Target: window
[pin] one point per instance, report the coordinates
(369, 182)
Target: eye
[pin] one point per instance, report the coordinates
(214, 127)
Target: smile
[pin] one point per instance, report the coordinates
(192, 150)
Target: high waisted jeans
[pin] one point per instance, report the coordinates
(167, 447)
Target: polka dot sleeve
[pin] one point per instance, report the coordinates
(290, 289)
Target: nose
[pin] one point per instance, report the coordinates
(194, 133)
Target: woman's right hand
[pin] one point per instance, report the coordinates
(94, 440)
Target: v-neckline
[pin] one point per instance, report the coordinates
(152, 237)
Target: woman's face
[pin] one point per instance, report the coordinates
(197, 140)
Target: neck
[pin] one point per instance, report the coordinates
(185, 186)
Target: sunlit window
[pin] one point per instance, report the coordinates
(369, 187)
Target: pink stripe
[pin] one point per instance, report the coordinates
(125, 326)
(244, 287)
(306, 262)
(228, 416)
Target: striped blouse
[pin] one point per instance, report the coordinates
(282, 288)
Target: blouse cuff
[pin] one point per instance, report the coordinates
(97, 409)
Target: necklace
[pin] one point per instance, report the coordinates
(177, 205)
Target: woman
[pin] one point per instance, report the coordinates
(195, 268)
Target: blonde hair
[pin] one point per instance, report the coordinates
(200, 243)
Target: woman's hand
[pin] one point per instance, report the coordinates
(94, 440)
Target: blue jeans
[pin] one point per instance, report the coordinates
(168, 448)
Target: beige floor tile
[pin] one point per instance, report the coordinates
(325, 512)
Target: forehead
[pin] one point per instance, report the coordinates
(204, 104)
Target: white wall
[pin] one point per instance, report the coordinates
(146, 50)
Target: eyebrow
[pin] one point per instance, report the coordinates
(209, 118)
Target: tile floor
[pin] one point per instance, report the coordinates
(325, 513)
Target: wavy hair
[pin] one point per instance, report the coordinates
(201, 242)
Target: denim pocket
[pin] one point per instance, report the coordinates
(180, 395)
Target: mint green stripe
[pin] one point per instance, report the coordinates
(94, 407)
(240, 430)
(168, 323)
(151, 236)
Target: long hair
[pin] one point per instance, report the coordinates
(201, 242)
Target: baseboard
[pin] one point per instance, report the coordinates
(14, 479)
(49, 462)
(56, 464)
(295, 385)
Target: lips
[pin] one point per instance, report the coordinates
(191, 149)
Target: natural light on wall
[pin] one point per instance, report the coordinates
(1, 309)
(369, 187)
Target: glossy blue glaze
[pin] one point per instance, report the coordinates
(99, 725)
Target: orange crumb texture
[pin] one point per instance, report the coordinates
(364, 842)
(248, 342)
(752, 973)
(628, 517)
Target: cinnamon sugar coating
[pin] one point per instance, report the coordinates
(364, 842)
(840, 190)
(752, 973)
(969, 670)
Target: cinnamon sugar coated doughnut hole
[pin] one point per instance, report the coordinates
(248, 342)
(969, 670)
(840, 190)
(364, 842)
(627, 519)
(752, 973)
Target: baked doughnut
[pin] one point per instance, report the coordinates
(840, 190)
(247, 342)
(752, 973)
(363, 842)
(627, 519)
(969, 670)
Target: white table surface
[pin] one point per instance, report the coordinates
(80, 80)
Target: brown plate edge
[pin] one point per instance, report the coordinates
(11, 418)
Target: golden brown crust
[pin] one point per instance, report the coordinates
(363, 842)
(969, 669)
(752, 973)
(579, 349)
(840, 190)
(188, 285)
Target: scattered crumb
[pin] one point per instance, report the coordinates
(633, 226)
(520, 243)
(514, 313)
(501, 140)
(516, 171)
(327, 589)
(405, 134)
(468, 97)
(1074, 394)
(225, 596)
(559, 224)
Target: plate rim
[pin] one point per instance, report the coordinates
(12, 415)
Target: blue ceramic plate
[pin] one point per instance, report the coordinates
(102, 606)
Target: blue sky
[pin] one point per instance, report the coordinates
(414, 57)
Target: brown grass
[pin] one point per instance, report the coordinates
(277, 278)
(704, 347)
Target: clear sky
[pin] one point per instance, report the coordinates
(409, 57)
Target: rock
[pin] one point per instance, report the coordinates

● **Task statement**: Repeat the entries above exactly, leaving nothing out.

● **Task output**:
Target: window
[pin] one point per instance, report the coordinates
(369, 182)
Target: eye
[pin] one point per instance, report the coordinates
(214, 127)
Target: smile
[pin] one point per instance, report the coordinates
(192, 150)
Target: high waisted jeans
[pin] one point per instance, report the coordinates
(167, 447)
Target: polka dot sleeve
[pin] one point per instance, report the coordinates
(290, 289)
Target: nose
[pin] one point per instance, report the coordinates
(194, 133)
Target: woman's right hand
[pin] one point per instance, report the coordinates
(94, 440)
Target: v-neckline
[pin] one point per instance, report the coordinates
(152, 237)
Target: woman's face
[pin] one point per instance, report the coordinates
(197, 140)
Target: neck
[pin] one point per instance, report the coordinates
(185, 186)
Target: sunlit window
[pin] one point per instance, report the coordinates
(369, 187)
Target: pink stripe
[pin] one point per instance, report the coordinates
(125, 326)
(244, 287)
(306, 262)
(228, 416)
Target: striped blouse
[pin] one point per instance, report the coordinates
(282, 288)
Target: blouse cuff
[pin] one point per instance, report the coordinates
(97, 409)
Target: necklace
[pin] one point per instance, report the coordinates
(177, 205)
Target: woman
[pin] one point per instance, report the coordinates
(195, 268)
Target: blonde hair
[pin] one point per instance, report the coordinates
(200, 243)
Target: woman's hand
[pin] one point per instance, report the coordinates
(94, 440)
Target: blue jeans
[pin] one point per instance, report the coordinates
(168, 448)
Target: beige floor tile
[pin] one point per instance, report the coordinates
(325, 512)
Target: forehead
[pin] one point per instance, report the coordinates
(204, 104)
Target: white wall
[pin] one point per instance, report the coordinates
(146, 50)
Target: eyebrow
[pin] one point per instance, report the coordinates
(209, 118)
Target: tile floor
[pin] one point per instance, report the coordinates
(325, 513)
Target: wavy hair
[pin] one point per instance, report the coordinates
(201, 242)
Target: denim pocket
[pin] one point per instance, report the coordinates
(180, 395)
Target: mint green stripe
[pin] one point per instance, report the coordinates
(94, 407)
(240, 430)
(168, 323)
(151, 236)
Target: long hair
[pin] one point per instance, report the coordinates
(201, 242)
Target: baseboard
[pin] one point per instance, report the coordinates
(14, 479)
(49, 462)
(56, 464)
(295, 385)
Target: lips
[pin] one point per instance, report the coordinates
(191, 149)
Target: natural light on wall
[pin] one point per instance, report the coordinates
(1, 309)
(369, 187)
Target: glossy blue glaze
[pin] one point per instance, report the coordinates
(99, 725)
Target: orange crumb texture
[pin] one point per instance, report the coordinates
(364, 842)
(248, 342)
(752, 973)
(628, 517)
Target: cinnamon sugar coating
[pin] one point per instance, report the coordinates
(364, 842)
(840, 190)
(752, 973)
(969, 670)
Target: cinnamon sugar coated doughnut hole
[pin] one point per instance, report the coordinates
(248, 342)
(969, 670)
(840, 190)
(364, 842)
(627, 519)
(752, 973)
Target: baked doughnut
[pin] one point per instance, report the coordinates
(840, 190)
(247, 342)
(752, 973)
(363, 842)
(627, 519)
(969, 670)
Target: white table surface
[pin] one point per instance, report the coordinates
(80, 80)
Target: brown plate edge
[pin] one point per instance, report the coordinates
(11, 418)
Target: golden brown crust
[pin] one point per instance, report the coordinates
(363, 842)
(969, 669)
(752, 973)
(579, 349)
(840, 190)
(188, 285)
Target: scattered crumb
[pin] one point per instance, report the coordinates
(633, 226)
(520, 243)
(514, 313)
(501, 140)
(516, 171)
(327, 589)
(405, 134)
(468, 97)
(1074, 394)
(225, 596)
(559, 224)
Target: plate rim
[pin] one point per instance, report the coordinates
(12, 415)
Target: blue ceramic plate
[pin] one point per instance, report the coordinates
(102, 606)
Target: blue sky
[pin] one point per instance, report the coordinates
(414, 57)
Target: brown grass
[pin] one point per instance, report the coordinates
(277, 278)
(704, 347)
Target: clear sky
[pin] one point per instance, report the coordinates
(409, 57)
Target: rock
[pin] one point per instance, report the coordinates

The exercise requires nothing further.